TASK STATEMENT: Return the data below unaltered, but strip out the pictures.

======== INFORMATION SUPPLIED

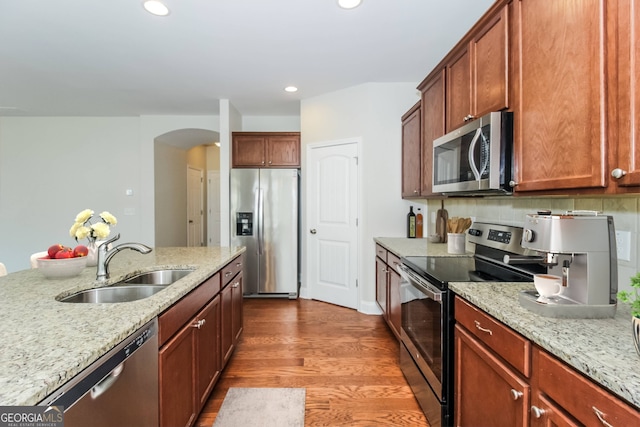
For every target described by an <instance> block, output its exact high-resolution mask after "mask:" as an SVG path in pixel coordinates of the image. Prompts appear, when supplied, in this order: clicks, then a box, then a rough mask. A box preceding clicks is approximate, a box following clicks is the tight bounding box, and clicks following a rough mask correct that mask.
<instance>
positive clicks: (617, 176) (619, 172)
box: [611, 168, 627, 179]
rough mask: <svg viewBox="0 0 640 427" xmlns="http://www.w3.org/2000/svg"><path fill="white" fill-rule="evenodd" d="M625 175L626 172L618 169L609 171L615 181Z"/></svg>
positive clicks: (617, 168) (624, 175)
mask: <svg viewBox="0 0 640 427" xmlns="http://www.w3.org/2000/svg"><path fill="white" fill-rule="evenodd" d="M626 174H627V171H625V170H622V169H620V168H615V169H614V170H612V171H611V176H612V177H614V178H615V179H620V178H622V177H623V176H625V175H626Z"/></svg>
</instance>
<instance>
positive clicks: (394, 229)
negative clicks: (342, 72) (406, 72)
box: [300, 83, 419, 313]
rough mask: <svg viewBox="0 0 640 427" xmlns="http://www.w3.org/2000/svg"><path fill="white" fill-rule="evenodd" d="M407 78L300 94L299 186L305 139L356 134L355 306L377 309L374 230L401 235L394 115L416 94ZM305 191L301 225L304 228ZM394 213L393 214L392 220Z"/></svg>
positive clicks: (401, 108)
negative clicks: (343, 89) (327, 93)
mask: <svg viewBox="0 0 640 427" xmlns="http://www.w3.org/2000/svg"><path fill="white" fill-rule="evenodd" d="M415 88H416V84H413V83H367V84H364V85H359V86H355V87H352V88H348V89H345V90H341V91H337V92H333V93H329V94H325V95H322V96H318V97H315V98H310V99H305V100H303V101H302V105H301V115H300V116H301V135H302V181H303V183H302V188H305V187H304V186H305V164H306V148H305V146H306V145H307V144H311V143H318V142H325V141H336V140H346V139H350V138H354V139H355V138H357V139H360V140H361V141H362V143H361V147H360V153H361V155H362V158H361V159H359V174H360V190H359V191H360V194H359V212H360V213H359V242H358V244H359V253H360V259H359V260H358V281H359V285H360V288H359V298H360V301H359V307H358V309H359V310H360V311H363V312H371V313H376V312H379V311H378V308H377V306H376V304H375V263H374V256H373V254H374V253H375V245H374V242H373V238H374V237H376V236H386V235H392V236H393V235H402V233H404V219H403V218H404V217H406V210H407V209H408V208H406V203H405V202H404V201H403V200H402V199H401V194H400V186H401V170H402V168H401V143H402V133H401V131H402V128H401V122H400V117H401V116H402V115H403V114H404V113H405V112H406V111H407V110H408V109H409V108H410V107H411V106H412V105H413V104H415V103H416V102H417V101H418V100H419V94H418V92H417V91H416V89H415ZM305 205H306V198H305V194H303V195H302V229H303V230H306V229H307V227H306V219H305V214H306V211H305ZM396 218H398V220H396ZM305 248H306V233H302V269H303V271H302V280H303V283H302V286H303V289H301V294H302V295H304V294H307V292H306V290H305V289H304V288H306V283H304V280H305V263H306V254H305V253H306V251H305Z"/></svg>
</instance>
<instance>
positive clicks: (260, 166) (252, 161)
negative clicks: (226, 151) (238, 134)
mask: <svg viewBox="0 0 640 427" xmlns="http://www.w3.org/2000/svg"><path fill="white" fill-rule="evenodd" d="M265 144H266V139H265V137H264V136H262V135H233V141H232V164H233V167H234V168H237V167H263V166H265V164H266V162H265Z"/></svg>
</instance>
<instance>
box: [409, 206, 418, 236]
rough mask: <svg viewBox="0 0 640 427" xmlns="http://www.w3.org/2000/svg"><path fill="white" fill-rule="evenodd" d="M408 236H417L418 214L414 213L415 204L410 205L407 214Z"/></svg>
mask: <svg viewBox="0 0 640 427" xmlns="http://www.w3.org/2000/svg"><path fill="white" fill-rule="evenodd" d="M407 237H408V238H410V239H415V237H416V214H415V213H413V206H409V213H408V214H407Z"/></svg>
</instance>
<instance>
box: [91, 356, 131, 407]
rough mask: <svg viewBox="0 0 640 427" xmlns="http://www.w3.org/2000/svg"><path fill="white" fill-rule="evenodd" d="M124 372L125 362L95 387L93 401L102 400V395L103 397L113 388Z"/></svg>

================

EXPECTED ANSWER:
For every target described by an <instance> block, output its exact high-resolution mask after "mask:" as an SVG path in pixel coordinates of the image. Prompts appear, when supplied, in this order: clicks, then a box, then a rough mask. A box preceding clicks is approximate, a box following clicks is the tight bounding box, and clicks following a rough mask correct that mask.
<instance>
positive clicks: (617, 176) (619, 172)
box: [611, 168, 627, 179]
rough mask: <svg viewBox="0 0 640 427" xmlns="http://www.w3.org/2000/svg"><path fill="white" fill-rule="evenodd" d="M625 175L626 172L618 169L609 171L615 181Z"/></svg>
positive clicks: (617, 168) (624, 175)
mask: <svg viewBox="0 0 640 427" xmlns="http://www.w3.org/2000/svg"><path fill="white" fill-rule="evenodd" d="M626 174H627V171H625V170H622V169H620V168H615V169H614V170H612V171H611V176H612V177H614V178H615V179H620V178H622V177H623V176H625V175H626Z"/></svg>
</instance>
<instance>
positive clicks: (394, 229)
negative clicks: (342, 72) (406, 72)
box: [300, 83, 419, 313]
rough mask: <svg viewBox="0 0 640 427" xmlns="http://www.w3.org/2000/svg"><path fill="white" fill-rule="evenodd" d="M407 78L300 94L299 186L305 139L356 134L355 306L377 309L374 230L401 235L394 115L416 94ZM305 191L301 225L304 228ZM394 213L393 214L392 220Z"/></svg>
positive clicks: (401, 108)
negative clicks: (343, 89) (327, 93)
mask: <svg viewBox="0 0 640 427" xmlns="http://www.w3.org/2000/svg"><path fill="white" fill-rule="evenodd" d="M415 88H416V84H413V83H367V84H364V85H359V86H355V87H352V88H348V89H345V90H341V91H337V92H333V93H329V94H325V95H322V96H318V97H315V98H310V99H305V100H303V101H302V105H301V115H300V116H301V135H302V181H303V183H302V188H305V187H304V186H305V164H306V148H305V146H306V145H307V144H311V143H318V142H325V141H336V140H346V139H350V138H354V139H355V138H357V139H360V140H361V141H362V143H361V147H360V153H361V155H362V158H361V159H359V174H360V190H359V191H360V194H359V212H360V213H359V242H358V244H359V253H360V259H359V260H358V281H359V285H360V288H359V298H360V301H359V307H358V309H359V310H360V311H363V312H371V313H376V312H379V311H378V308H377V306H376V304H375V263H374V256H373V254H374V253H375V245H374V242H373V238H374V237H376V236H386V235H392V236H393V235H402V233H404V219H403V218H404V217H406V210H407V209H408V208H406V203H405V202H404V201H403V200H402V199H401V194H400V186H401V170H402V168H401V143H402V133H401V131H402V128H401V122H400V117H401V116H402V115H403V114H404V113H405V112H406V111H407V110H408V109H409V108H410V107H411V106H412V105H413V104H415V103H416V102H417V101H418V100H419V94H418V92H417V91H416V89H415ZM305 205H306V198H305V194H303V195H302V229H303V230H306V229H307V227H306V219H305V214H306V211H305ZM396 218H398V220H396ZM305 248H306V233H302V269H303V271H302V280H303V283H302V286H303V289H301V294H302V295H304V294H307V292H306V290H305V289H304V288H306V283H304V280H305V263H306V254H305V253H306V251H305Z"/></svg>
</instance>
<instance>
positive clicks: (260, 166) (252, 161)
negative clicks: (226, 151) (238, 134)
mask: <svg viewBox="0 0 640 427" xmlns="http://www.w3.org/2000/svg"><path fill="white" fill-rule="evenodd" d="M265 144H266V139H265V137H264V136H262V135H233V141H232V164H233V167H234V168H237V167H263V166H265V164H266V162H265Z"/></svg>
</instance>
<instance>
box: [409, 206, 418, 236]
rough mask: <svg viewBox="0 0 640 427" xmlns="http://www.w3.org/2000/svg"><path fill="white" fill-rule="evenodd" d="M408 236H417L418 214L414 213L415 204L410 205L407 214Z"/></svg>
mask: <svg viewBox="0 0 640 427" xmlns="http://www.w3.org/2000/svg"><path fill="white" fill-rule="evenodd" d="M407 237H408V238H410V239H415V237H416V214H415V213H413V206H409V213H408V214H407Z"/></svg>
</instance>
<instance>
box: [91, 356, 131, 407]
rough mask: <svg viewBox="0 0 640 427" xmlns="http://www.w3.org/2000/svg"><path fill="white" fill-rule="evenodd" d="M124 372L125 362L95 387L93 401L102 400V395L103 397L113 388Z"/></svg>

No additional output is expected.